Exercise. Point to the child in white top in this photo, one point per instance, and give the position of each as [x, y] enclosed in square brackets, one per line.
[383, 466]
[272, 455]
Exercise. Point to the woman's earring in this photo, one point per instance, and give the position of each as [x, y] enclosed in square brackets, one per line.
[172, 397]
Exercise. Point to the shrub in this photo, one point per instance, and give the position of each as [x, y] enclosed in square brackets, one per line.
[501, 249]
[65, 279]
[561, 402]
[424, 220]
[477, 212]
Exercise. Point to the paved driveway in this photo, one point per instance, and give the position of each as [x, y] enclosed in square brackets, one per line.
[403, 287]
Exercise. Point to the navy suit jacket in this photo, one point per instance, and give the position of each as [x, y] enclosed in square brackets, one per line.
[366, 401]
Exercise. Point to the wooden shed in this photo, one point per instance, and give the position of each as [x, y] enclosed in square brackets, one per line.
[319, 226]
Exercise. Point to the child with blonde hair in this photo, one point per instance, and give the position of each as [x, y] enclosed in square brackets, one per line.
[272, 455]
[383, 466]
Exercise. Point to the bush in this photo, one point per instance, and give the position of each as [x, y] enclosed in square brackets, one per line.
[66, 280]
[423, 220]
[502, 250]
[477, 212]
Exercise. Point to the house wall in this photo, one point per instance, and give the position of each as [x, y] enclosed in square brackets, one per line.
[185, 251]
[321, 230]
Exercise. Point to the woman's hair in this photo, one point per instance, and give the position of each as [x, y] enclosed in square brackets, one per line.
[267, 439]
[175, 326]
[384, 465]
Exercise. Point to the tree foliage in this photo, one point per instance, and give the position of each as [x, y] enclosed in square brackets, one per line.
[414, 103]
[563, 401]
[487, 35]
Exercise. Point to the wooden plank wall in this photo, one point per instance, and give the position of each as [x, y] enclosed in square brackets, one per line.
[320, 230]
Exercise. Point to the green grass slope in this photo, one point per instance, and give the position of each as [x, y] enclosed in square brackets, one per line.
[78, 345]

=======

PROBLEM DETAILS: Retype the data in full, precisely as given.

ANSWER TO THIS EXERCISE:
Exercise. Point to the child in white top in this photo, one point per instance, and give the position of each as [x, y] enclosed in square brackets, one per line.
[383, 466]
[272, 455]
Exercise. Point to the woman's earring in this photo, one point per instance, and give the position of each as [x, y] enclosed in square brackets, one per line.
[172, 397]
Exercise. Point to the shrub in this photo, one point per instance, and give the position of each as [x, y] enclosed in square brackets, one per line.
[501, 249]
[65, 279]
[561, 402]
[424, 220]
[477, 212]
Exercise. Point to the paved driveway in this photo, one point per instance, and give the position of each as [x, y] enclosed in square brackets, one per line.
[403, 287]
Exercise. Point to the navy suit jacket in this photo, one point per instance, and give the position of each as [x, y] enclosed in square brackets, one per line.
[366, 401]
Exercise. Point to the wooden shed in this photo, one point per instance, and give the position of each as [x, y] enclosed in square brackets, one per line.
[319, 226]
Exercise. Point to the child with blonde hair in this photo, one point per instance, and give the position of each as [x, y] enclosed in square brackets, one per line.
[272, 455]
[383, 466]
Exercise. Point to the bush in this photo, one point per instance, and give the position of each as [x, y] enclosed in square brackets, one per line.
[66, 280]
[423, 220]
[502, 250]
[477, 212]
Exercise. Point to the house wall in this photo, one point per instance, and give the position of each as [x, y] enclosed in square brackets, one per line.
[185, 251]
[321, 230]
Exercise. Point to the woman's hair in this photo, one point per instance, and give the position of each as [x, y] enclosed in square brackets, one per line.
[267, 439]
[175, 326]
[384, 465]
Exercise. Point to the tree foliage in this photo, one point per instance, and give the position of each as [x, y] enclosed in square brackets, one per line.
[414, 103]
[563, 401]
[487, 35]
Exercise. Point to the wooden plank wall in this photo, one point per instance, and give the position of each as [x, y] enclosed in square brackets, one per line.
[320, 230]
Exercise. Point to the green grass slope in this photo, one point per instance, and give the position of each as [x, y] enclosed in square brackets, one per line.
[78, 345]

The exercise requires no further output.